● **STUDY QUESTIONS**
**a)** Reproduce the passage of the interview excerpt starting at "Question: That is" and ending at "human habitat ...".
**b)** In the interview excerpt, how many people does the closing speech at the South Summit say are deprived of the most basic rights of all human beings?
*** Opening EXCERPT PROVIDED ***
In general, I censured the fatal impact of the hypocritical neo-liberal policies on every underdeveloped country, particularly the Latin American and Caribbean countries. I said that another Nuremberg trial was needed to pass sentence on the genocide committed by the current world economic order.

Question: That is a bit of an overstatement!

It might be a bit of an understatement. To quote a few paragraphs from my closing speech at the South Summit: "People used to talk about apartheid in Africa; today we could talk about apartheid throughout the world, where more than 4 billion people are deprived of the most basic rights of all human beings: the right to life, to health, to education, to clean drinking water, to food, to housing, to employment, to hope for their future and the future of their children.

At the present pace, we will soon be deprived even of the air we breathe, increasingly poisoned by the wasteful consumer societies that pollute the elements essential for life and destroy human habitat ...

"The wealthy world tries to forget that the sources of underdevelopment and poverty were slavery, colonialism and the brutal exploitation and plunder to which our countries were subjected for centuries. They attribute the poverty we suffer to the inability of Africans, Asians, Caribbean and Latin Americans — in other words, black-skinned, yellow-skinned, indigenous and mixed-race peoples — to achieve any degree of development, or even to govern ourselves ...

"I am firmly convinced that the current economic order imposed by the wealthy countries is not only cruel, unfair, inhuman, and contrary to the inevitable course of history, but is also inherently racist. It reflects racist conceptions like those that once inspired the Nazi holocausts and concentration camps in Europe, mirrored today in the so-called refugee camps in the Third World, which actually serve to concentrate the effects of poverty, hunger and violence. These are the same racist conceptions that inspired the obnoxious system of apartheid in Africa."
*** Closing EXCERPT PROVIDED ***
*** Opening INFORMATION SHOWN ***
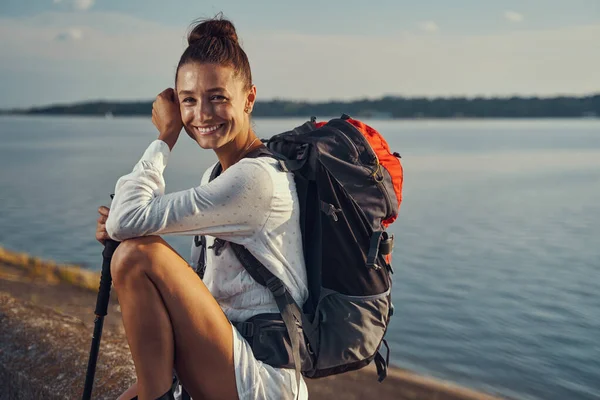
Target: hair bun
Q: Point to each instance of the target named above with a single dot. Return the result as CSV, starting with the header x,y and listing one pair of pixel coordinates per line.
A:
x,y
213,28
*** Closing INFORMATION SHOWN ***
● **ANSWERS TO THE EXERCISES**
**a)**
Question: That is a bit of an overstatement!

It might be a bit of an understatement. To quote a few paragraphs from my closing speech at the South Summit: "People used to talk about apartheid in Africa; today we could talk about apartheid throughout the world, where more than 4 billion people are deprived of the most basic rights of all human beings: the right to life, to health, to education, to clean drinking water, to food, to housing, to employment, to hope for their future and the future of their children.

At the present pace, we will soon be deprived even of the air we breathe, increasingly poisoned by the wasteful consumer societies that pollute the elements essential for life and destroy human habitat ...

**b)** More than 4 billion people.